— start of Text extract —

Radic: That project was so funny because we didn’t know about this hut-cupola. We said: ‘Who could do it?’ In our region there was just one old man who could do that kind of hut. At that time he was 92 years old. And we said we’re losing that, after this man dies. And then we said: ‘Oh, how can we do it, maybe we can do a sphere.’ We made the first one, we made it like a prototype. But the old man did the same cupola for 80 years and you have to explain him to do a sphere. We showed a ping-pong ball to explain what we want. And we made this sphere and for him it was really important because the sphere was really good to do charcoal. But we wanted to learn about the system of building, not the form, the form could be anything, it doesn’t matter, but at the same time to show the people who are around, to show the system. Then, later on we made a public space like this in another town and we made a stone sidewalk with Marcela Correa. At the opening, three big spheres four metres in diameter burning with a small, kind of smell, was really very good. But the idea was to try to make the appearance of a form or shape that never existed before. It’s a false memory. But it’s the same way of thinking how to produce new forms without memory but with memory at the same time.

 

ORIS: I was thinking also about the architecture for example by Pezo von Ellrichshausen, even also of your work for this conception, which begins as always as art. So this artistic concept, how would it be implemented in another programme, let’s say a social housing programme?

 

Radic: Social housing is really a big problem because there’s a political aspect that you can’t control, but for example right now I’m doing civic neighbourhood, a small fire station, a small library, a centre, it’s a small square, it is 100 by 70m, it’s a triangle. I won a contest for that, but it’s so beautiful because at the same time the programme is coming from the community.

 

ORIS: Was it in Santiago?

 

Radic: No, in Concepción. The community is really poor, the neighbourhoods are really poor, and dangerous. We rode to the site with other people, you couldn’t go alone but at the same time it’s really beautiful because we explained the project to the people. I talked about San Marco Square, about the life inside. The form again doesn’t matter. In the end we changed too much of the project because in that case the materials and the resistance of the materials are more important for me not the shape.

 

ORIS: Resistance of materials?

— end of Text extract —
— start of Data provided —

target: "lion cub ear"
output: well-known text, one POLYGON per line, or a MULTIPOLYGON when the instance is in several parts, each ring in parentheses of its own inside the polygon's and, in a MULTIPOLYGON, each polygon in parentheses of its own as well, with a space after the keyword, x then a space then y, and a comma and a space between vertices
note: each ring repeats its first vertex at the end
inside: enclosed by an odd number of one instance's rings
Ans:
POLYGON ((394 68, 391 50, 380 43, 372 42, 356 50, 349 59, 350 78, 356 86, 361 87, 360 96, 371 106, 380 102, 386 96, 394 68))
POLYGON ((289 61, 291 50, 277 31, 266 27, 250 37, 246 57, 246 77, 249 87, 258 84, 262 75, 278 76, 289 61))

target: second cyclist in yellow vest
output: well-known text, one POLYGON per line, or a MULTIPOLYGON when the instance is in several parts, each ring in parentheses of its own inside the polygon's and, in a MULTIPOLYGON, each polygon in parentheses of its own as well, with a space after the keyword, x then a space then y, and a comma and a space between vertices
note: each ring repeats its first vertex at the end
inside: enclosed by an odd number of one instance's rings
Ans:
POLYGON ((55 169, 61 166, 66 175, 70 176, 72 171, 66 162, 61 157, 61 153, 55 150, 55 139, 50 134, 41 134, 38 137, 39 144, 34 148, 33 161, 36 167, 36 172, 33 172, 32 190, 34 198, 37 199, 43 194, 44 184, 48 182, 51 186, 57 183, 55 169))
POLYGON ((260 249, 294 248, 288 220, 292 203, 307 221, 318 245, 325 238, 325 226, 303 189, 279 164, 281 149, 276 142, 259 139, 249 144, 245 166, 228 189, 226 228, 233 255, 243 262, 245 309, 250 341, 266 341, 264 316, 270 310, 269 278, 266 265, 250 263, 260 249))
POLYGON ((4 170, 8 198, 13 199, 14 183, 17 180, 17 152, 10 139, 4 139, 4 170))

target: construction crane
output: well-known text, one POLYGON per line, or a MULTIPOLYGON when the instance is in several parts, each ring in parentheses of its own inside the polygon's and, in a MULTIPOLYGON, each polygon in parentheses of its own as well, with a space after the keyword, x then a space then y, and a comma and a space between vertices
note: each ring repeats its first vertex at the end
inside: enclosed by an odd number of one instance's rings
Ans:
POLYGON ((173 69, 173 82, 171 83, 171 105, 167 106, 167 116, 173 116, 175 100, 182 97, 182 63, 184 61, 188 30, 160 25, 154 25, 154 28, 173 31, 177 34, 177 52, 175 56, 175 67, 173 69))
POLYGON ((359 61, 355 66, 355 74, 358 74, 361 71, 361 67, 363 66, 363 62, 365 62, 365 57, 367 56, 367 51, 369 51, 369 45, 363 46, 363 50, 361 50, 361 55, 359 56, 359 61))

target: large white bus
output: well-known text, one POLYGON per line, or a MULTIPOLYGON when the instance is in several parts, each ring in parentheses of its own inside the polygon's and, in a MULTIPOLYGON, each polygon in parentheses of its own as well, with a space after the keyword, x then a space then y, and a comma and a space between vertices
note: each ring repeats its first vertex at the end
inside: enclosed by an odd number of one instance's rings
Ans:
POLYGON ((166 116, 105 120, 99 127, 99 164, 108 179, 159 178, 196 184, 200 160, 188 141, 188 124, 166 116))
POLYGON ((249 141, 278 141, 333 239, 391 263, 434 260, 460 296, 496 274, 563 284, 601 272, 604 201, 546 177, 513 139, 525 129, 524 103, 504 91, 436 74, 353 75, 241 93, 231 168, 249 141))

— end of Data provided —

Write the next part of the architecture interview, picking up after its final question about the resistance of materials.

Radic: Physical resistance, because they are like that, you put some things and they carry it away, you never see them again. You have to really pay attention to that kind of thing. But at the same time we made really long buildings, around 80 m, and we said to the people we want to give you these buildings, you can do what you want it doesn’t matter to us. Everybody said it’s really good for the community, for the integrity of the community. But for us it’s important because they could transform the buildings.

 

ORIS: But it is also some sort of aggression.

 

Radic: Sometimes, it depends on the place. In Concepción, there are really good graffiti people. The problem with architects, I think, is when they start with the form. If you don’t know how to put it inside your site, you’re wrong. But that’s not the end of the matter, it’s the beginning.

 

ORIS: So this possibility, the freedom and possibility are important in this case, which you give to people afterwards…

 

Radic: I didn’t give it to them, they will get it. I didn’t give it to them, they will take it. But I think the building is that way, maybe it could be great, maybe could be bad, but it was the first project where I could put myself inside a community, with a low level of standard of living, etc. I do many of my projects for free, for friends, etc. Maybe sometimes in public spaces you could do it, like this.

 

ORIS: Just an example. When you go away from this private story, then things become different for you, your thinking, is that so? Or can you express these concepts through this special atmosphere, can you use it in all your projects or just in these private things?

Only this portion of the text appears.